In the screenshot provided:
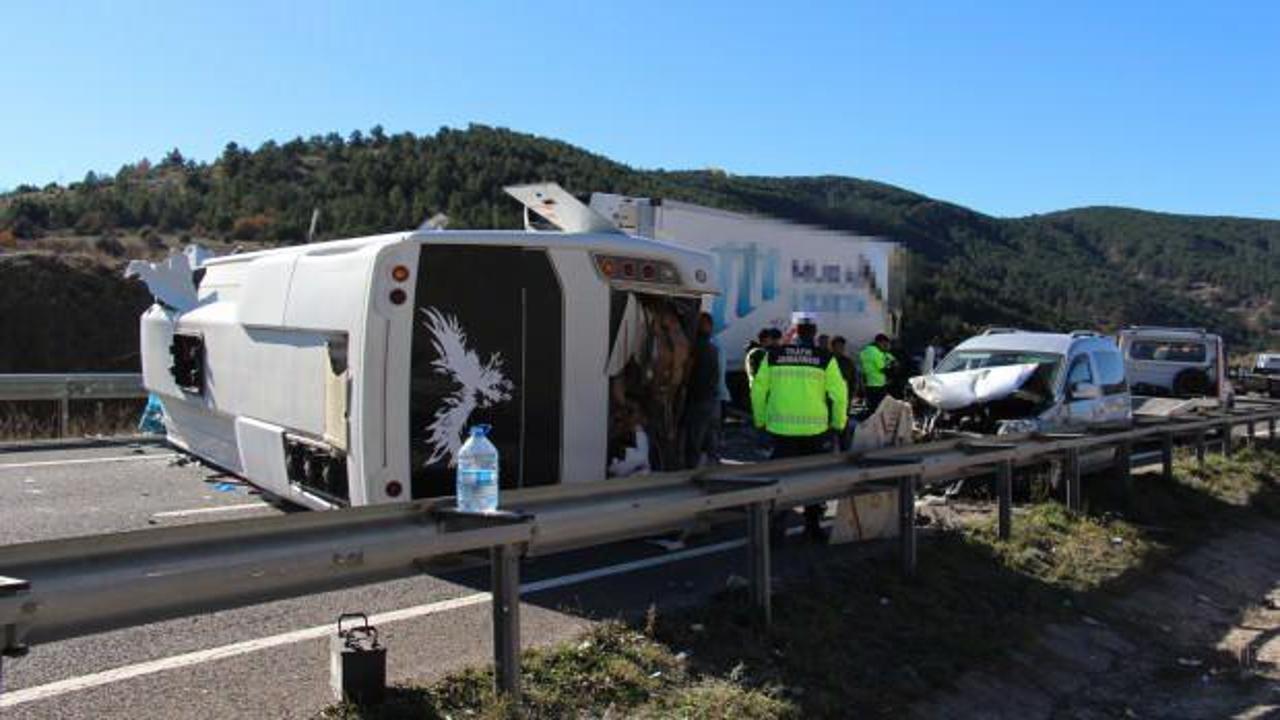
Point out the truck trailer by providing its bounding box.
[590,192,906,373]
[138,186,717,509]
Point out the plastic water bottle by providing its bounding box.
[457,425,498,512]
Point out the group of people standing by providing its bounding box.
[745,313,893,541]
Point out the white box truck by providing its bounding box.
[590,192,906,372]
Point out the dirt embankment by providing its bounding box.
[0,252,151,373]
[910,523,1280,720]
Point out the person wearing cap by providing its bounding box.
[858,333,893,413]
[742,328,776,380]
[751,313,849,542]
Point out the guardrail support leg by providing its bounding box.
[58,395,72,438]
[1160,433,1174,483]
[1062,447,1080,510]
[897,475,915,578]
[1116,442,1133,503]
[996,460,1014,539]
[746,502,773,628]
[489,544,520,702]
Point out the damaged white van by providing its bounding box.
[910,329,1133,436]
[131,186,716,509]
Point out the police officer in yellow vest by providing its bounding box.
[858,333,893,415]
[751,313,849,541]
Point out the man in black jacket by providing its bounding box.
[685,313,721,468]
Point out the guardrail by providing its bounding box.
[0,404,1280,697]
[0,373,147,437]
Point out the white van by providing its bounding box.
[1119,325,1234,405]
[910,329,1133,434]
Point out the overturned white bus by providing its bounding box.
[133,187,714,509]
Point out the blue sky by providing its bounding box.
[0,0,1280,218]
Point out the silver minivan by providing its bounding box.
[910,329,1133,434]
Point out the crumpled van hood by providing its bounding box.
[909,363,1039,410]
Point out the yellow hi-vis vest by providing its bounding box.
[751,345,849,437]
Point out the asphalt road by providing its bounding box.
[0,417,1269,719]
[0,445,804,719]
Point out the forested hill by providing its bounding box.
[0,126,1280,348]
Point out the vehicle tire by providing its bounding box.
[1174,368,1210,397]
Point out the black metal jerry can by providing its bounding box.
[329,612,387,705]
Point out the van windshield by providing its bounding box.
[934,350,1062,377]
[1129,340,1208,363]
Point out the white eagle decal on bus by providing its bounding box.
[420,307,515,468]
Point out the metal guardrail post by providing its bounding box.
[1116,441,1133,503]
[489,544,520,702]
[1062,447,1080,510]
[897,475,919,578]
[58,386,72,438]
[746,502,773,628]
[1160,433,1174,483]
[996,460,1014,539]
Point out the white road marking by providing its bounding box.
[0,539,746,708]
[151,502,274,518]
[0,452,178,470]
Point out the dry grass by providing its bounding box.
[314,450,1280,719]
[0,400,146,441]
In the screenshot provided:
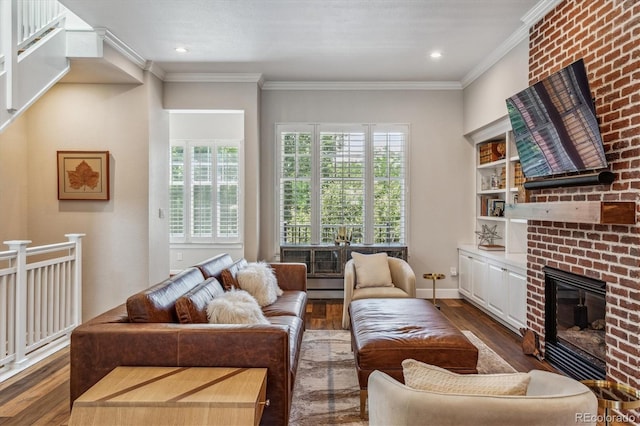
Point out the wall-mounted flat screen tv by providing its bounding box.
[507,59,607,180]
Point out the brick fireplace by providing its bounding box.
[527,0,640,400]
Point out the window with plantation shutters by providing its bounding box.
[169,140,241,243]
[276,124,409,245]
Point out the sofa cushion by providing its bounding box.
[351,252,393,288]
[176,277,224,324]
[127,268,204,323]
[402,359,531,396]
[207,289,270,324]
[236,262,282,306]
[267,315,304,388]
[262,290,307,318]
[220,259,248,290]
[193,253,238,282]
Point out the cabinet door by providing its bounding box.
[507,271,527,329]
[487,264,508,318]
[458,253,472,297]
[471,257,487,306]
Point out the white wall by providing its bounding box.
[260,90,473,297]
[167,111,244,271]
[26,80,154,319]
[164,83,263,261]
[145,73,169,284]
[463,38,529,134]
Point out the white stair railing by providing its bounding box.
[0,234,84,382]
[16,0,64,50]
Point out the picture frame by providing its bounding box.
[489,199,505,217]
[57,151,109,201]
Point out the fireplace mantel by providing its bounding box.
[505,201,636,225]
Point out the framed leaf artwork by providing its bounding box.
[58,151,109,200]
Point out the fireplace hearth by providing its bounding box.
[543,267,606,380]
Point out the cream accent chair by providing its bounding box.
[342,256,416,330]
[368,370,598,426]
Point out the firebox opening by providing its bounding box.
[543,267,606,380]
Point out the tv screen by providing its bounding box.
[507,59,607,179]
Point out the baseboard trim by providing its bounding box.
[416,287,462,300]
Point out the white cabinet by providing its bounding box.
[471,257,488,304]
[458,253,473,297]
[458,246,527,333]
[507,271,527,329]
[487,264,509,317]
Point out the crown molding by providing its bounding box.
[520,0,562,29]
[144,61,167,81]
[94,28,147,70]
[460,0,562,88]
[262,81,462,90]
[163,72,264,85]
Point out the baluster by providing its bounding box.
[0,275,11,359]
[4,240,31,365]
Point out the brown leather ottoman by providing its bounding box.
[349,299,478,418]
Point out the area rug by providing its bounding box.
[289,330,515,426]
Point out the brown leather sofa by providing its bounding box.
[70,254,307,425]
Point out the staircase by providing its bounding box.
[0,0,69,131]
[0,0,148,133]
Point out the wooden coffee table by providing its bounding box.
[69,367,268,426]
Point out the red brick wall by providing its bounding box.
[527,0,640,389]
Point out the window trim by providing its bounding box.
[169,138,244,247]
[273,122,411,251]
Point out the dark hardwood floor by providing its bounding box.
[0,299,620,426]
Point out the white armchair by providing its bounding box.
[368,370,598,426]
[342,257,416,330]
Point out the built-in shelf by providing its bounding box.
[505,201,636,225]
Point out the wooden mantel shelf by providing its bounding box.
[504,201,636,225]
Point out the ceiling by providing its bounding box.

┄┄┄┄┄┄

Exercise requirements:
Reproduce the data above word for word, omitting the pictures.

Task output:
In the screenshot provided:
Point out the truck trailer by providing its bounding box.
[590,192,906,373]
[138,186,717,509]
Point out the plastic water bottle by providing its bounding box.
[457,425,498,512]
Point out the group of people standing by providing its bounding box.
[745,313,893,541]
Point out the white box truck by providing its bounding box.
[590,192,906,372]
Point out the dirt embankment by providing its bounding box.
[0,252,151,373]
[910,523,1280,720]
Point out the person wearing cap by providing its bounding box.
[858,333,893,413]
[742,328,776,380]
[751,313,849,542]
Point out the guardrail support leg by providing its bounding box.
[58,395,72,438]
[1160,433,1174,483]
[1062,447,1080,510]
[897,475,915,578]
[1116,442,1133,503]
[996,460,1014,539]
[746,502,773,628]
[489,544,520,702]
Point out the damaged white van by providing its bounding box.
[910,329,1133,436]
[131,186,716,509]
Point out the police officer in yellow vest by providing its bounding box.
[858,333,893,415]
[751,313,849,541]
Point out the man in black jacket by providing its bounding box.
[685,313,721,468]
Point out the guardrail by providing its bounding box.
[0,404,1280,697]
[0,373,147,437]
Point out the white van by providing its bounding box.
[1119,325,1234,405]
[910,329,1133,434]
Point out the overturned white bus by providing its bounding box.
[133,187,714,509]
Point out the blue sky by providing its bounding box.
[0,0,1280,218]
Point out the silver minivan by providing its bounding box.
[910,329,1133,434]
Point out the crumpled van hood by providing its bounding box.
[909,363,1039,410]
Point out the yellow hi-vis vest by providing its bounding box.
[751,345,849,437]
Point out the asphalt road by providing its bounding box.
[0,417,1269,719]
[0,445,804,719]
Point out the forested hill by providing its bounding box.
[0,126,1280,348]
Point out the vehicle tire by providing its bounding box.
[1174,368,1210,397]
Point out the black metal jerry can by providing its bounding box.
[329,612,387,705]
Point out the van windshield by providing its bounding box.
[934,350,1062,377]
[1129,340,1208,363]
Point out the white eagle decal on bus by providing its bounding box.
[420,307,515,468]
Point out the metal guardrail post by providing its bounding box.
[1116,441,1133,503]
[489,544,520,702]
[1062,447,1080,510]
[897,475,919,578]
[58,386,72,438]
[746,502,773,628]
[1160,433,1174,483]
[996,460,1014,539]
Point out the white road marking by providing its bounding box.
[0,539,746,708]
[151,502,274,518]
[0,452,178,470]
Point out the dry grass by providing its bounding box.
[314,450,1280,719]
[0,400,146,441]
In the screenshot provided:
Point out the wall-mounted flat screen tv by providing its bounding box.
[507,59,607,180]
Point out the brick fireplace by providing its bounding box.
[527,0,640,400]
Point out the window with plantation shutters by providing its bounding box.
[169,140,241,243]
[276,124,409,245]
Point out the sofa cushion by providing its bounding box.
[351,252,393,288]
[176,277,224,324]
[127,268,204,323]
[402,359,531,396]
[207,289,270,324]
[236,262,282,306]
[267,315,304,388]
[262,290,307,318]
[220,259,248,290]
[193,253,238,282]
Point out the cabinet door by providing its bounding box.
[507,271,527,329]
[487,264,508,318]
[458,253,472,297]
[471,257,487,306]
Point out the white wall by providing its bounding box.
[260,90,473,297]
[167,111,244,271]
[26,80,154,319]
[164,83,263,261]
[145,73,169,284]
[463,38,529,134]
Point out the white stair railing by providing its bounding box.
[0,234,84,382]
[16,0,64,50]
Point out the picture frame by providing its bounding box.
[489,199,505,217]
[57,151,109,201]
Point out the fireplace mantel by providing its bounding box.
[505,201,636,225]
Point out the framed leaf artwork by providing its bounding box.
[58,151,109,200]
Point out the fireplace hearth by providing its bounding box.
[543,267,606,380]
Point out the cream accent chair by providing its bounding box.
[342,256,416,330]
[368,370,598,426]
Point out the firebox opening by providing its bounding box.
[543,267,606,380]
Point out the tv screen by providing its bounding box.
[507,59,607,179]
Point out the baseboard trim by providing its bounding box.
[416,287,462,300]
Point out the white cabinet by providing its bounding box.
[471,257,488,304]
[458,253,473,297]
[458,246,527,333]
[507,271,527,329]
[487,264,509,317]
Point out the crown molding by providing its bounding box.
[520,0,562,29]
[144,61,167,81]
[94,28,147,70]
[460,0,562,88]
[262,81,462,90]
[163,72,264,85]
Point out the baluster by providing its bounding box.
[0,275,11,359]
[4,240,31,365]
Point out the brown leather ottoman by providing its bounding box.
[349,299,478,418]
Point out the area rug by providing its bounding box.
[289,330,515,426]
Point out the brown leather sofa by providing its bounding box.
[70,254,307,425]
Point out the staircase by providing its bounding box.
[0,0,69,131]
[0,0,148,133]
Point out the wooden coffee table by providing its bounding box.
[69,367,268,426]
Point out the red brick wall by providing its bounding box.
[527,0,640,389]
Point out the window trim by providing its bounding box.
[169,138,244,247]
[273,122,411,251]
Point out the dark hardwood floor by providing its bounding box.
[0,299,620,426]
Point out the white armchair by providing its bounding box.
[368,370,598,426]
[342,257,416,330]
Point out the built-in shelf by providing its bounding box.
[505,201,636,225]
Point out the wooden mantel shelf by providing its bounding box.
[504,201,636,225]
Point out the ceiling by providing its bounding box.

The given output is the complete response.